AUSGEWÄHLTER AUSZUG ::

Foodpics? So 2012. Outfitfotos? Lass mal lieber. Urlaub am Strand mit dem Liebsten? Kann die mal aufhören, anzugeben? Wir verwandeln uns, wie schon Fredi Ferkova auf Vice sehr richtig beschreibt, „in Mini-Medien, die nicht mehr einfach nur Dinge aus ihrem Privatleben posten wollen“.

Betrunkene Meldungen, Kussfotos, öffentliche Liebesbekundungen – das haben wir uns abtrainiert

Lässt man die Profilfotos außen vor, haben heute die wenigsten privaten Profile Wiedererkennungswert. Man erfährt im besten Fall dank der automatisierten Anzeige, wo die Person am Wochenende feiern geht. Alles andere – betrunkene Meldungen, Kussfotos, öffentliche Liebesbekundungen – haben wir uns abtrainiert.

BEREITGESTELLTES MATERIAL ::
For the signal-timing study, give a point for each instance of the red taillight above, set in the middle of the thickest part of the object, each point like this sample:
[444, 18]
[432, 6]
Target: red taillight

DEINE AUFGABE :: Was erfährt man laut dem Auszug über private Social-Media-Profile im besten Fall dank der automatisierten Anzeige? Antworte bitte in einem Satz.

LÖSUNG DER ÜBUNG :: Man erfährt, wo die Person am Wochenende feiern geht.